-- DOCUMENT EXTRACT follows --

Statistical Techniques in the Data Library: A Tutorial

Statistical techniques are essential tools for analyzing large datasets; this statistics tutorial thus covers essential skills for many data library users.

The Data Library is an online tool that provides access to an abundance of climate-related data via one easy-to-use interface. Ingrid, the programming language on which the Data Library is built, contains a variety of functions that can be used to manipulate data. These Ingrid functions are simple to perform because they are executed directly within the Data Library interface. The wide variety of available functions makes the Data Library beneficial to the novice and advanced user.

While the first Data Library tutorial, Navigating Through the Data Library, is primarily focused on introducing the Data Library to new users, this statistics-based tutorial facilitates the use of statistical functions within the Data Library, and even though it concentrates on some advanced techniques, the sections still cover many basic skills.

The following topics are included in the tutorial: measures of central tendency, measures of dispersion, climatologies, standardized anomalies, correlations, climate indices, frequency distributions, singular value decompositions, interpolations, and more. An introduction and detailed real-world example are provided for each statistical function.

One of the most common quantities used to summarize a set of data is its center. The center is a single value, chosen in such a way that it gives a reasonable approximation of normality.
Both running and weighted averages are important filtering methods for statistical analysis.
Climatology is commonly known as the study of our climate, yet the term encompasses many other important definitions. Climatology is also defined as the long-term average of a given variable, often over time periods of 20-30 years.
It is often important to determine if a set of data is homogeneous before any statistical technique is applied to it. Homogeneous data are drawn from a single population.
A random variable or random process is said to be stationary if all of its statistical parameters are independent of time. While most statistical techniques require that data is stationary, most atmospheric processes are visibly nonstationary.

-- DOCUMENT EXTRACT concluded --
-- INFORMATION PROVIDED follows --

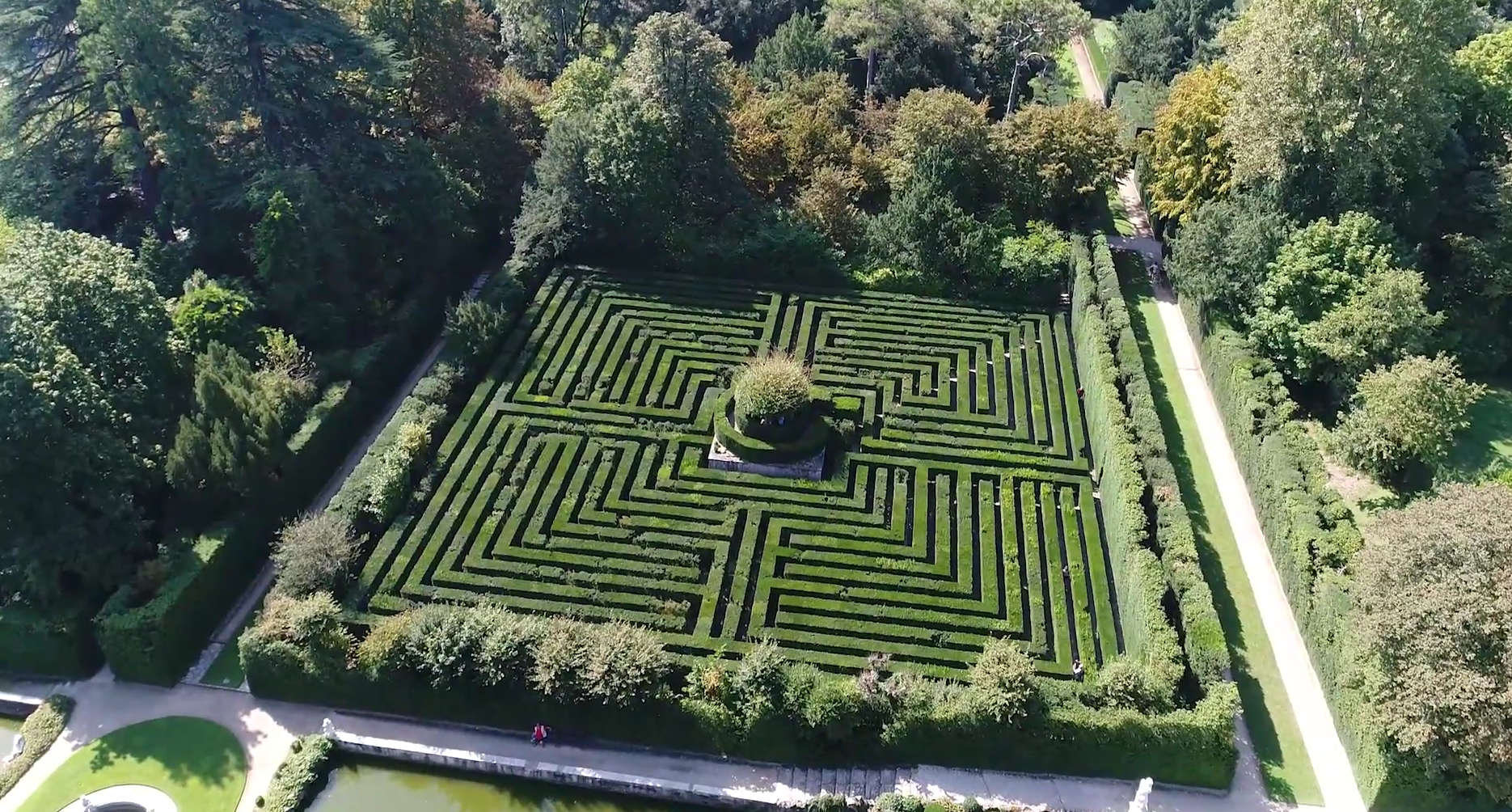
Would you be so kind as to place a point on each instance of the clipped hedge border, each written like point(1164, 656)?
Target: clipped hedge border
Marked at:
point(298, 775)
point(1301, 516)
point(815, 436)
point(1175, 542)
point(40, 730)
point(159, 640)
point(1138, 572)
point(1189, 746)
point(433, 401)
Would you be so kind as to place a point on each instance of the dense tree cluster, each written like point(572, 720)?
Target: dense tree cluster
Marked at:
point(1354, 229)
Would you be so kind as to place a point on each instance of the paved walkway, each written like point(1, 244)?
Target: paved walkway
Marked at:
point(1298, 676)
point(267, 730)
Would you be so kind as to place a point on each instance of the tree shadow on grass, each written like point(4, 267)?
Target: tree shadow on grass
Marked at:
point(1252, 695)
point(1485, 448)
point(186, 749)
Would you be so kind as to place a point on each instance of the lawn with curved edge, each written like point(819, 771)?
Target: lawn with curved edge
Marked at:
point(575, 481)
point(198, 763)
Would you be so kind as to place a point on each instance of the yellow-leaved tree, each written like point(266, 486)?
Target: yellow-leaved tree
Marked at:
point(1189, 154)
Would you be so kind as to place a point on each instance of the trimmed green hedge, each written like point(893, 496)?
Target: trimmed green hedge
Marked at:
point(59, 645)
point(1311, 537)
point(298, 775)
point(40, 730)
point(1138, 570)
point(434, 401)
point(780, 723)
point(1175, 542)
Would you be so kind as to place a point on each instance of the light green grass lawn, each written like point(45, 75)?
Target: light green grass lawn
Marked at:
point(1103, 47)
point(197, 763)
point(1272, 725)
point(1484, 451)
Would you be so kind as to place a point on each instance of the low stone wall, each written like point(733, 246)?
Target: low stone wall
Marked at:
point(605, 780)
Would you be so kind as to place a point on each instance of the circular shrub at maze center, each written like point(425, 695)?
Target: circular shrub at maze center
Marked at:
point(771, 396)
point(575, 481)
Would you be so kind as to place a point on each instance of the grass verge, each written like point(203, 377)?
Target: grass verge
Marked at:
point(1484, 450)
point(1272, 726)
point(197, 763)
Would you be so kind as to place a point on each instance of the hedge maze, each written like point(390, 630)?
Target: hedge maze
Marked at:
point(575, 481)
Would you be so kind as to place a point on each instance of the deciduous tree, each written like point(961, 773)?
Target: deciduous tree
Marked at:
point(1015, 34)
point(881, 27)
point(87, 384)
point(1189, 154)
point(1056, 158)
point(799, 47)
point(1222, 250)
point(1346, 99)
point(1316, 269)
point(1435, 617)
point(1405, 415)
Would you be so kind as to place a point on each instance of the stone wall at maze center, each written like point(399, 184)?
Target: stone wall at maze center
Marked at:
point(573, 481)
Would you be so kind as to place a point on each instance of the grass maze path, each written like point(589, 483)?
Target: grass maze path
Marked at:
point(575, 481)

-- INFORMATION PROVIDED concluded --
-- INFORMATION PROVIDED follows --

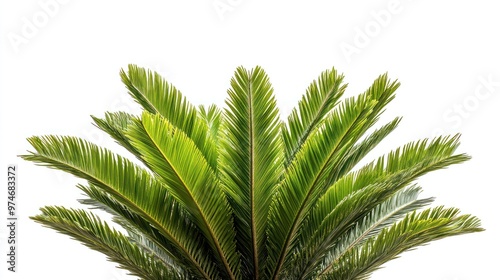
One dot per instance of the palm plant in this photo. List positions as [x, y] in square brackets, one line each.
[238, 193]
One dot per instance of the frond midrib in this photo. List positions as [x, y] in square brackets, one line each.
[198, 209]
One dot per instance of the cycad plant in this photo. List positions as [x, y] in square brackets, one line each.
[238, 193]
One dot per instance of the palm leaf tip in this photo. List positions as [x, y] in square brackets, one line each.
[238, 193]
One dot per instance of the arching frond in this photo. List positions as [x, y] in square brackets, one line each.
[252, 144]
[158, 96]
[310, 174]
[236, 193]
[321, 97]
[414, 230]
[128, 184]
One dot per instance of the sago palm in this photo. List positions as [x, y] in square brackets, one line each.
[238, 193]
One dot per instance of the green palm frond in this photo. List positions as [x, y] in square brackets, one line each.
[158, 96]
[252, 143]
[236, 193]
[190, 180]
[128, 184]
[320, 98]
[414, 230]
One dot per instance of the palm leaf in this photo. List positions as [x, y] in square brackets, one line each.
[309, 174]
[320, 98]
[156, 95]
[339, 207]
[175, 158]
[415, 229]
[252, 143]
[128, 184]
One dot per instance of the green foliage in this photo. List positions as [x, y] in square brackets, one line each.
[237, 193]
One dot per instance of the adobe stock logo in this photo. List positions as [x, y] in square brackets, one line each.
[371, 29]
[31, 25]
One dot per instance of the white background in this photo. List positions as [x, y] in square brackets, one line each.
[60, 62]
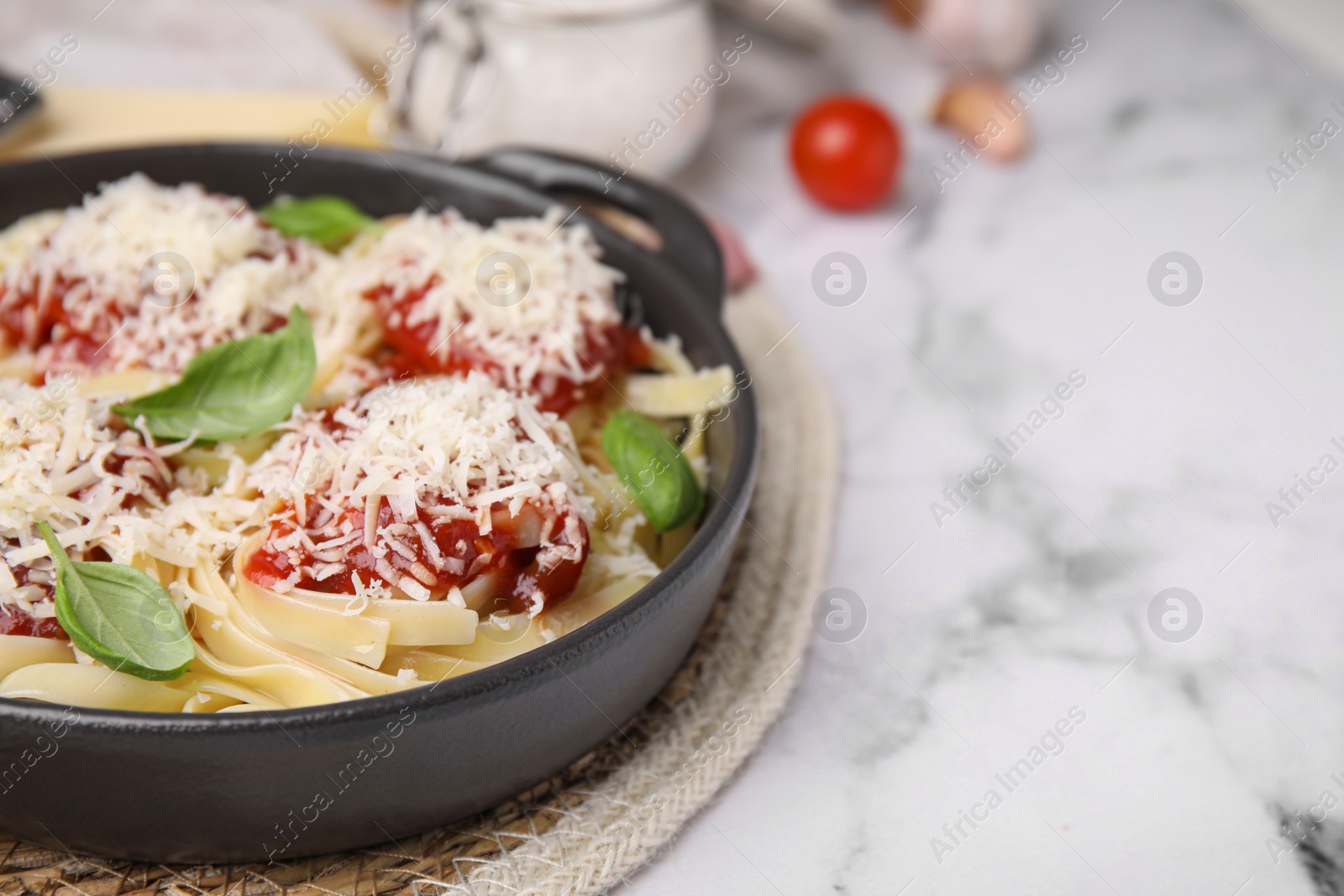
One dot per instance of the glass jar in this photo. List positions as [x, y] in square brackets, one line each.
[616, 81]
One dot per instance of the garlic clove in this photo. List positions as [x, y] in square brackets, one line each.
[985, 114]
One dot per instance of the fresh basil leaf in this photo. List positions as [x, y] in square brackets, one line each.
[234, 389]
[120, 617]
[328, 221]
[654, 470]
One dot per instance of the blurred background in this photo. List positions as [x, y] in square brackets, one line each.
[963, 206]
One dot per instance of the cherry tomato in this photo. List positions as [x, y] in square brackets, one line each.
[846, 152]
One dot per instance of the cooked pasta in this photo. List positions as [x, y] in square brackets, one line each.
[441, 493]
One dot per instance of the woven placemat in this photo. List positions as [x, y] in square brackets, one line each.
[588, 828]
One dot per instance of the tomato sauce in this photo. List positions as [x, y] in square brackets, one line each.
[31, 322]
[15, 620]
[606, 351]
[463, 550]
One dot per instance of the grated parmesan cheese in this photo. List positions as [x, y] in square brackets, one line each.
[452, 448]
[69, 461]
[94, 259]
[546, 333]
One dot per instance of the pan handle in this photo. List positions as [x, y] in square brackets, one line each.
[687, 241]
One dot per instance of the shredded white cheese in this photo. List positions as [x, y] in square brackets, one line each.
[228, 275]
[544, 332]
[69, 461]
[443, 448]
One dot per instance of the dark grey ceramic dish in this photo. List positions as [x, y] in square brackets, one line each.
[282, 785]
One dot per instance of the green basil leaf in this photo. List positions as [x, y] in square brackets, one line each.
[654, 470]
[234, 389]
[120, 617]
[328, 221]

-- INFORMATION PROVIDED concluded --
-- INFORMATION PROVIDED follows --

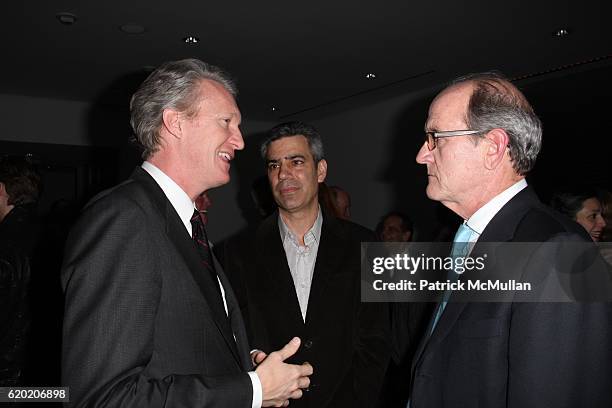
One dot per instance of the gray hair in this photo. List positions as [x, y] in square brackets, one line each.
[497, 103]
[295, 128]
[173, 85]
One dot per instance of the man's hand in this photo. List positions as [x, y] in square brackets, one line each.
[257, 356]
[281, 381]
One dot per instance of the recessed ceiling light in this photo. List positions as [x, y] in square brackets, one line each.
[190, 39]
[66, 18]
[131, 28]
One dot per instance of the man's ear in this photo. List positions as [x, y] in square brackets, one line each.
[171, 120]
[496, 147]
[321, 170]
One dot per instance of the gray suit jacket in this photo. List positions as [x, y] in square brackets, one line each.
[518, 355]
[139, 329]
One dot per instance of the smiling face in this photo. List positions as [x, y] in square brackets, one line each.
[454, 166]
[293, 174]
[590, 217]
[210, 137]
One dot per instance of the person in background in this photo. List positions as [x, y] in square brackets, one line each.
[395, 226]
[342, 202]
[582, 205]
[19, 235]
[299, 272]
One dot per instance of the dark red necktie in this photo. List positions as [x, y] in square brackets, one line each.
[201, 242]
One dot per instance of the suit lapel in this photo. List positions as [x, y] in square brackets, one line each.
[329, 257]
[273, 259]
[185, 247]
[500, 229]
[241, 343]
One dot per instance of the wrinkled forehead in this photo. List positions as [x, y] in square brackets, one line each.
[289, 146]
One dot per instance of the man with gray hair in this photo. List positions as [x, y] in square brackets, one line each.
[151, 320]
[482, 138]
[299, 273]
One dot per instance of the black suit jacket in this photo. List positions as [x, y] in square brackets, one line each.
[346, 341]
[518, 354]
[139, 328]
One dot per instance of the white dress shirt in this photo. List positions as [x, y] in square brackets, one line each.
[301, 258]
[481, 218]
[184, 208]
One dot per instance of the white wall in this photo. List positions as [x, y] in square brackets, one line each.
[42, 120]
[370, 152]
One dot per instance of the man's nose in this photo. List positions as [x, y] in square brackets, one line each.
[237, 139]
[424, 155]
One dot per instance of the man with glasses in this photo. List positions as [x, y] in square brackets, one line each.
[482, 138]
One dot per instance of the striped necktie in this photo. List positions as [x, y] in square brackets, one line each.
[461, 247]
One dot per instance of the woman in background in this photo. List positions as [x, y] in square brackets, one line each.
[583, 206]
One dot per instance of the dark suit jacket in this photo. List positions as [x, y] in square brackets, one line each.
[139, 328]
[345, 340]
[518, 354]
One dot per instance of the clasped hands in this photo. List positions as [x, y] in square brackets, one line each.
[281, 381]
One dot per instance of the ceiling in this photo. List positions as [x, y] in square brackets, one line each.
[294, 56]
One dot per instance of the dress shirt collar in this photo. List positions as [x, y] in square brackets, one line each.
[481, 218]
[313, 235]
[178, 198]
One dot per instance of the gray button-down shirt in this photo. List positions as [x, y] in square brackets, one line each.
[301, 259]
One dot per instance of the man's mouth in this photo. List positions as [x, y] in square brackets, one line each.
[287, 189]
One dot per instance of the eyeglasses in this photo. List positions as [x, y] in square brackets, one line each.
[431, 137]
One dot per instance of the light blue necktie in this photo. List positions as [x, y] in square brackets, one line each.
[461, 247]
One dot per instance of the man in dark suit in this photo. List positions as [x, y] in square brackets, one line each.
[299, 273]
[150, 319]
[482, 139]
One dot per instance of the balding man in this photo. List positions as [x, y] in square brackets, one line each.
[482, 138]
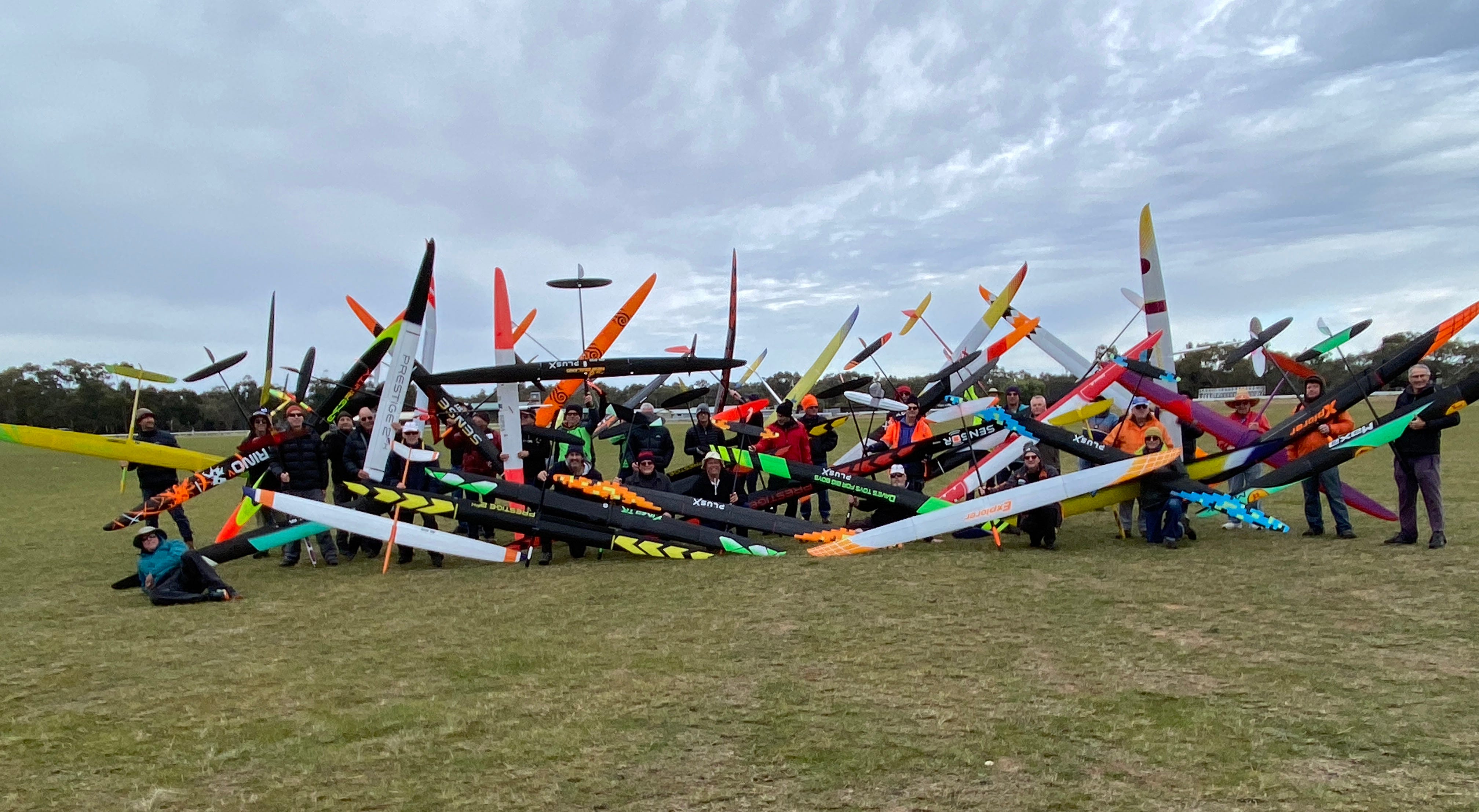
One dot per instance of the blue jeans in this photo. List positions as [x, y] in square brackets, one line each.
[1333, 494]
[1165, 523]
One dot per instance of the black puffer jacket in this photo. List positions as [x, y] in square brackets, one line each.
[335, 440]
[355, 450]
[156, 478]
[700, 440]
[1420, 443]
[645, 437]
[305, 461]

-- INFORMATION PROVIDED concluded --

> EXERCISE 1:
Rewrite the statistics tutorial text between "One of the most" and "approximation of normality.", inclusive, changing "single value" to "one value".
> EXERCISE 2:
In the statistics tutorial, what is the name of the programming language on which the Data Library is built?

> YOUR RESPONSE 1:
One of the most common quantities used to summarize a set of data is its center. The center is a one value, chosen in such a way that it gives a reasonable approximation of normality.

> YOUR RESPONSE 2:
Ingrid